__What is required__: Each of the records below must be reproduced verbatim.

Records shown START

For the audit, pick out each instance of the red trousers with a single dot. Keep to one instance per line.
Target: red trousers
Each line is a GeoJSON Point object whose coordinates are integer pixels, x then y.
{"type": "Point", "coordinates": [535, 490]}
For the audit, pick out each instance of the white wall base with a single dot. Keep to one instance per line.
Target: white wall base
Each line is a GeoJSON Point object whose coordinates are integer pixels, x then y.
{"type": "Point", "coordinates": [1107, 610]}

Records shown END

__Response__:
For the audit, pick out each instance of the red trousers with a single dot. Keep to one instance per line.
Target: red trousers
Each line is a GeoJSON Point object whose coordinates are integer pixels, x then y.
{"type": "Point", "coordinates": [535, 490]}
For the audit, pick out each instance of the white wall base with a single dot. Keep to one instance per line.
Target: white wall base
Each line is a GeoJSON Point object whose coordinates are integer pixels, x then y.
{"type": "Point", "coordinates": [1107, 610]}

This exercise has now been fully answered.